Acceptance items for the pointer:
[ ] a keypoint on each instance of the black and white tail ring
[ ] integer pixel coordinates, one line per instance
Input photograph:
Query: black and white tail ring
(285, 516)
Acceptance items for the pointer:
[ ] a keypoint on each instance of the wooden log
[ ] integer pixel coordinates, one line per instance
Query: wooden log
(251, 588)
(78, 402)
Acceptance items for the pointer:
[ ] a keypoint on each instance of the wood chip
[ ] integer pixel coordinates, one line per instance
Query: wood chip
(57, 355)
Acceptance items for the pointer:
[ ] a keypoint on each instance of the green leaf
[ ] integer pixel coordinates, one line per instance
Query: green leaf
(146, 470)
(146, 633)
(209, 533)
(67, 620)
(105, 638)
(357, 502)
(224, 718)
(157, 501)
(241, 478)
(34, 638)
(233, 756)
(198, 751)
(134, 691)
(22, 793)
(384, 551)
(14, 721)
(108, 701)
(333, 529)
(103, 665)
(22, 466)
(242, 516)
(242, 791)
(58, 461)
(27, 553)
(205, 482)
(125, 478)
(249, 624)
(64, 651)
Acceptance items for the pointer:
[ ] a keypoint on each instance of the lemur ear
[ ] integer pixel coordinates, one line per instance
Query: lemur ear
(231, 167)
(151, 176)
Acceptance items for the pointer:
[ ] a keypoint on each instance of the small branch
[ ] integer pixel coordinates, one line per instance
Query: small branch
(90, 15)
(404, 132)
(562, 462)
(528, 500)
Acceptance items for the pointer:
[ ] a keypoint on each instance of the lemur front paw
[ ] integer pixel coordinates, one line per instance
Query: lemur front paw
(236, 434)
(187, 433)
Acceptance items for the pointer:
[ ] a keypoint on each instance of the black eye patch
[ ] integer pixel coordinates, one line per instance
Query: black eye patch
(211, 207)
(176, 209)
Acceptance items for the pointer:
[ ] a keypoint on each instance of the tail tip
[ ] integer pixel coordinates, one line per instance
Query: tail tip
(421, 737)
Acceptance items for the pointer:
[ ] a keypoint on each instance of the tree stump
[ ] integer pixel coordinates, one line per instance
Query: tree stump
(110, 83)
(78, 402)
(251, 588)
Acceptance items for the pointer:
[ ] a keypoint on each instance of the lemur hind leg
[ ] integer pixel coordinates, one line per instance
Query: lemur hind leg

+++++

From the records above, extract every entry exactly as given.

**TASK OUTPUT**:
Acceptance items for the pointer:
[ ] a keypoint on each instance of the black and white tail ring
[ ] integer pixel coordinates, one line per instance
Input photograph:
Query: black and white tail ring
(285, 516)
Acceptance items for the pointer:
[ ] a keypoint on each instance of the wooden log
[ ] integer pixel coordinates, one line per instance
Query: wooden log
(251, 588)
(78, 402)
Acceptance items for the pointer:
[ ] a keypoint on each instance of the wood chip
[ ] integer pixel coordinates, one line per instance
Query: wood chip
(57, 355)
Acceptance items for the pointer:
[ ] a keypoint on each instance of the green leaf
[ ] integer pixel coordinates, one line per instance
Query: green leaf
(146, 470)
(146, 633)
(209, 533)
(67, 620)
(105, 638)
(357, 502)
(224, 718)
(157, 501)
(241, 478)
(34, 638)
(233, 756)
(198, 751)
(134, 691)
(22, 793)
(384, 551)
(14, 721)
(108, 701)
(333, 529)
(103, 665)
(22, 466)
(242, 516)
(242, 791)
(58, 461)
(27, 553)
(205, 482)
(125, 478)
(249, 624)
(64, 651)
Acceptance items for the pointer:
[ ] a keypoint on each instance of the lemur ear
[ ] integer pixel coordinates, one line per instance
Query: lemur ear
(231, 167)
(151, 176)
Acceptance items for the pointer:
[ ] a keypoint on each instance of the small branch
[ ] integer pixel coordinates, one line per instance
Query: small branch
(90, 15)
(404, 132)
(562, 462)
(528, 500)
Acceptance items for the pointer:
[ ] a keypoint on each instance of the lemur front paw
[ ] integer pixel coordinates, one line per instance
Query: lemur front paw
(236, 434)
(187, 433)
Acceptance items for the pointer:
[ ] a keypoint on each instance of the black eye patch
[ ] integer pixel coordinates, one line per instance
Query: black eye patch
(211, 207)
(176, 209)
Acceptance items for the pointer:
[ ] a keypoint on each instance of the tail tip
[ ] integer pixel coordinates, one line per instance
Query: tail tip
(421, 737)
Acceptance items for the pointer:
[ ] a keypoint on each instance of the tree stump
[ ] integer pixel coordinates, one line per instance
Query: tree stump
(110, 83)
(78, 402)
(251, 588)
Acceptance items for the pointer:
[ ] a keypoint on each instance of the lemur hind leg
[ ] integer pixel coordinates, one line per instance
Query: lemur hind leg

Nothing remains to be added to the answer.